**Written request:** Copy out all of the records below with "dropping one point per instance" swapped for "placing one point for each instance" and nothing else altered. Leave the pictures out of your answer.

*** Records shown ***

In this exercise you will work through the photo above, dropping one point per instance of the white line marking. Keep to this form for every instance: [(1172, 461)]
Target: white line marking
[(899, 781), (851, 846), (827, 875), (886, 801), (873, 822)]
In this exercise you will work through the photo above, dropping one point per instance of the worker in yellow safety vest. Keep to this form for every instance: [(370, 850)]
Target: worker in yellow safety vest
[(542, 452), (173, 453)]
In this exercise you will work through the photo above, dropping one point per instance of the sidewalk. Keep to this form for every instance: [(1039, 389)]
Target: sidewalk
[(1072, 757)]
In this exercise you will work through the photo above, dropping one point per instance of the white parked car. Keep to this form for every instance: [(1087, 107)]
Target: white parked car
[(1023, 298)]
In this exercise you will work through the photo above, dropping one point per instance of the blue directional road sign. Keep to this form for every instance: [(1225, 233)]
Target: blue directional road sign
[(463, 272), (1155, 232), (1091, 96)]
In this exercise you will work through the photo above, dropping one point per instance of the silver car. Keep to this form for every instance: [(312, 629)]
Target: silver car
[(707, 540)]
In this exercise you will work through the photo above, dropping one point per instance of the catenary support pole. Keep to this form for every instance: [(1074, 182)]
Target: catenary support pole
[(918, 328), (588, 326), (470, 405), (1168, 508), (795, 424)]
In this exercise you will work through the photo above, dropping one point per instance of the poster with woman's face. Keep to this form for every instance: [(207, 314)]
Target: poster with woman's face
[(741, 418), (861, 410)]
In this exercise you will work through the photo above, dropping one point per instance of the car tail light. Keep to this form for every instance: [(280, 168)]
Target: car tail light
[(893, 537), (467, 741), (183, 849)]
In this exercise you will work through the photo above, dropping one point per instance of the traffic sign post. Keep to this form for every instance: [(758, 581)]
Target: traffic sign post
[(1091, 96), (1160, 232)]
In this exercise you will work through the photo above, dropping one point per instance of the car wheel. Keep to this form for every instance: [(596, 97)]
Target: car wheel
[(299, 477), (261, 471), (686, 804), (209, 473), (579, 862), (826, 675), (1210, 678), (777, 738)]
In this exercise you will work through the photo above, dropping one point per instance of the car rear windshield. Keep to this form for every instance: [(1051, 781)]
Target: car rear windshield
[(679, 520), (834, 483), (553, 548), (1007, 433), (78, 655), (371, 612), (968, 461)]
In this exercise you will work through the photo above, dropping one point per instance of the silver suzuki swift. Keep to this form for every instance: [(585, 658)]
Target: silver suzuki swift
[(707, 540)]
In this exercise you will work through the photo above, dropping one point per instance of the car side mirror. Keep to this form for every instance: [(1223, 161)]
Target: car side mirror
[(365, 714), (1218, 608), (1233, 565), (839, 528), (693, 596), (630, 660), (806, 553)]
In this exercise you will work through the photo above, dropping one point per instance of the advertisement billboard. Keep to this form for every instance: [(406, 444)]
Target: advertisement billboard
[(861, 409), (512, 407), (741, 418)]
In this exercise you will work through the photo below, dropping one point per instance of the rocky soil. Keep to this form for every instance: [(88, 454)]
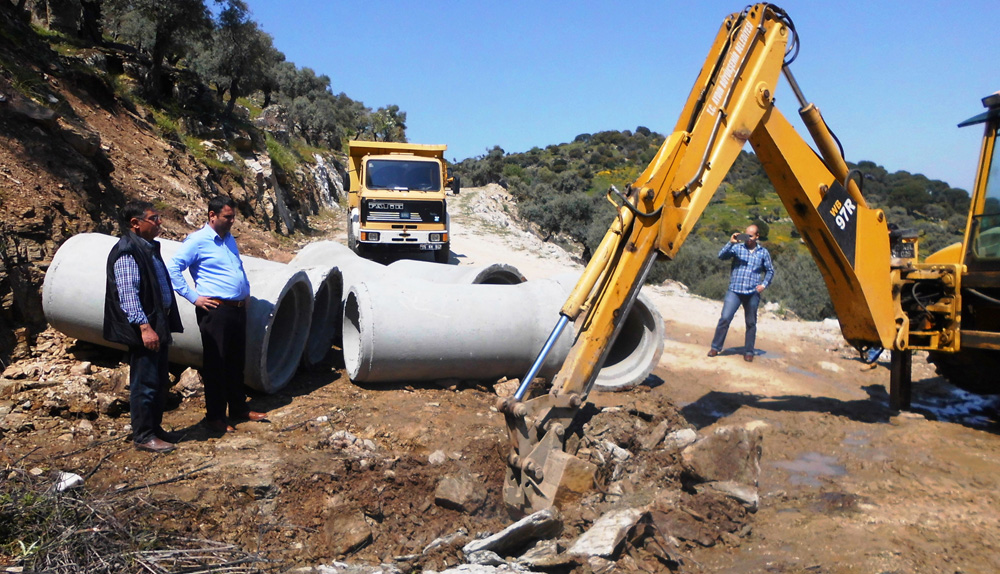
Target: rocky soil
[(799, 464)]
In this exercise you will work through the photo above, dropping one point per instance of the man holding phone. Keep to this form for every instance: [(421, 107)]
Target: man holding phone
[(752, 272)]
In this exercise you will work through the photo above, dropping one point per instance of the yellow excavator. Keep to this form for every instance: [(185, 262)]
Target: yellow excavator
[(885, 298)]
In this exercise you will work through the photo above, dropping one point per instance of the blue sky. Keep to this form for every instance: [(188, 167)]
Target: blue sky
[(893, 79)]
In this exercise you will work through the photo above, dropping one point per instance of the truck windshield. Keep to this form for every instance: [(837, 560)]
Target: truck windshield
[(403, 175), (986, 230)]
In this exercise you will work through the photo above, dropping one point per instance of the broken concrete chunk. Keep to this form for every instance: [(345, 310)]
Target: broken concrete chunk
[(653, 438), (679, 439), (743, 493), (541, 525), (345, 531), (543, 554), (731, 453), (463, 492), (446, 540), (477, 569), (606, 534), (485, 558)]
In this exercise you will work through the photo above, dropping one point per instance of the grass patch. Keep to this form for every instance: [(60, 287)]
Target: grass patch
[(43, 530), (281, 156)]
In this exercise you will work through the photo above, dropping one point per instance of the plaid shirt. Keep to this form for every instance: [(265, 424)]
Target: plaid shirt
[(127, 278), (747, 267)]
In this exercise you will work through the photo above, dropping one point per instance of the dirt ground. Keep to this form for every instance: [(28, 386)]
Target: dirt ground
[(347, 472)]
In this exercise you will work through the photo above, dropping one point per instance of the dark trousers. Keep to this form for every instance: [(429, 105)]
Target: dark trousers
[(730, 304), (148, 382), (223, 339)]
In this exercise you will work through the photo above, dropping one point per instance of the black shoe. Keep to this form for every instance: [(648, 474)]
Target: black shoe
[(219, 426), (155, 445), (249, 416), (173, 437)]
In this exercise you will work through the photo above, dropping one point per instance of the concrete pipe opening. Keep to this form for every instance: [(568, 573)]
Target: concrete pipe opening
[(280, 312), (636, 350), (325, 326), (352, 339)]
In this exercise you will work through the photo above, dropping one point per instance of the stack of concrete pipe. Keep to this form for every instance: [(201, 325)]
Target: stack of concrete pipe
[(409, 321), (420, 321), (278, 316)]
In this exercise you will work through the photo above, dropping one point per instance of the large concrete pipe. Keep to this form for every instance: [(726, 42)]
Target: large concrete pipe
[(351, 269), (277, 318), (493, 274), (278, 322), (637, 348), (418, 331), (421, 331), (327, 253)]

***

**Task result:**
In this exercise you will work through the photo above, placing one point for each instance of the white line marking. Keep to this form for every instance: [(1172, 461)]
Target: white line marking
[(899, 781), (851, 846), (827, 875), (886, 801), (873, 822)]
In this exercise you will work through the photo above, placing one point for each instance of the worker in yellow safety vest. Keep to this form for every instance: [(370, 850)]
Target: worker in yellow safety vest
[(542, 452), (173, 453)]
In this exercise you will work through the photo above, placing one point for each instance of the sidewalk. Keep to this form for every instance: [(1039, 389)]
Target: sidewalk
[(1072, 757)]
In this exercise you will work through the photo above, placing one point for each instance of the white parked car. Keep to this form for every instance: [(1087, 107)]
Target: white parked car
[(1023, 298)]
In this exercise you will work through the photo above, placing one point for each instance of the blue directional road sign. Keep to this form for every instance: [(1225, 233)]
Target: blue directional road sign
[(463, 272), (1155, 232), (1091, 96)]
In this exercise you will work through the photo above, placing one point for each instance of the silver car. Keep to this form for every instance: [(312, 629)]
Target: silver car
[(707, 540)]
In this exercise you will work through the photo above, placing one point for each instance of the catenary support pole. Keep to this form for every instance: [(1074, 182)]
Target: catenary support pole
[(918, 328), (588, 326), (470, 405), (1168, 508), (795, 424)]
In this exercise you will work through the photo above, placing one point for each instance of the poster with woman's face. Keep to this form for every instance: [(207, 314)]
Target: poster with woman's face
[(741, 418), (861, 410)]
In this exercise you will work through the photo above, placing one point for each instance of the car tail light. Keep to this form for every instance: [(280, 168)]
Target: car tail light
[(893, 537), (467, 741), (183, 849)]
In this exercise you will work through the photo above, placing one point for each instance of the traffic sign post. Keep to this form for every instance: [(758, 581)]
Target: traffic sign post
[(1091, 96), (1160, 232)]
In this exercise you will work through the photo above, placing one point for each instance of the car wheel. Keep to this form for every instance: [(596, 97)]
Target: car wheel
[(299, 477), (261, 471), (686, 804), (209, 473), (579, 862), (826, 675), (1210, 678), (777, 738)]
In this exercise you will work through the photo above, placing one point for each instance of the car rear windshield. Keep to this form for every instance: [(1051, 781)]
Target: car rear windshield
[(679, 520), (834, 483), (553, 548), (1007, 433), (78, 655), (371, 612), (968, 461)]
In this exercise you will work through the photo above, placing one point for each instance of the silver suzuki swift. Keep to this form for every instance: [(585, 658)]
Target: silver suzuki swift
[(707, 540)]
In this exercise you will work through the photo above, placing one point for each instance of the car side mirror. Keep to this form for every instance: [(1223, 161)]
Target: car side mirror
[(365, 714), (1218, 608), (1233, 565), (839, 528), (693, 596), (630, 660), (806, 553)]
In this exercise you will work through the photo above, placing one point for each instance of the advertisement billboard. Keep to this form for every instance: [(406, 444)]
Target: advertisement billboard
[(861, 409), (512, 407), (741, 418)]
In this exercise you will work through the photo below, placing one point for each instance of the rocky soil. Keep to this form for every instance: [(88, 454)]
Target: rocky soil
[(799, 464)]
In this exercise you will work through the photo above, placing one point for each instance of the man holding phone. Keep to this form for every instance: [(421, 107)]
Target: man holding phone
[(752, 272)]
In this exercise you will work through the photo above, placing one point for each instance of the yellow excavator. Keep to this form for every instance: [(185, 262)]
Target: yellow excavator
[(885, 298)]
In this exercise you will work through the photo above, placing one point for each instance of the blue sky. Keep to this form for every instance: [(188, 167)]
Target: blue sky
[(893, 79)]
In this exercise you will work through the photo above, placing one point for each instance of the truck windshield. Keep to this form for every instance: [(837, 560)]
Target: truck windshield
[(403, 175), (986, 230)]
In this exercise you will work through the photo above, placing one point for each instance of the broken concrete chunk. Keep to this form for every instance: [(345, 310)]
Target: broken concrete chunk
[(653, 438), (679, 439), (743, 493), (541, 525), (345, 531), (543, 554), (731, 453), (463, 492), (446, 540), (477, 569), (606, 534), (485, 558)]
In this exercise you will work through the photo above, placing one point for each instance of the grass patch. Keep to this form for every instance: [(60, 287)]
Target: grass patch
[(43, 530), (281, 156)]
In this exercise you will work through the photo above, placing one point for each instance of the plaid shirt. Keep to this form for every instance: [(265, 424)]
Target: plaid shirt
[(127, 278), (747, 267)]
In this exercise you will work through the photo above, placing one point for each instance of the dirt ground. Keep to this form for every instance: [(28, 386)]
Target: dirt ground
[(347, 472)]
In this exercise you will work through the photo above, placing one point for each instance of the dark trousers. Keep to this form for every instance: [(429, 105)]
Target: dark trousers
[(730, 304), (148, 382), (223, 339)]
In this exercise you will work through the photo above, placing one point for each instance of the black shoe. Keep to this form for every instance: [(648, 474)]
Target: black shoe
[(219, 426), (155, 445), (249, 416), (173, 437)]
In this exercise you will work through the photo above, placing one point for each instance of the concrete pipe opening. Keep to this form for every instance: [(568, 573)]
Target: concrete pipe opening
[(280, 312), (636, 350), (325, 326), (352, 339)]
In this exercise you will work through the photo above, placing one point for each instance of the stack of concrete pipe. Keep to this form for every instance: [(201, 325)]
Target: stack of concrete pipe
[(409, 321), (420, 321), (278, 316)]
In this exercise you will work through the photo above, placing one point for each instance of the large concrete pipe. Keep to this form for every instance: [(726, 42)]
Target: large concrete pipe
[(351, 269), (277, 318), (493, 274), (278, 322), (637, 348), (418, 331), (421, 331), (327, 253)]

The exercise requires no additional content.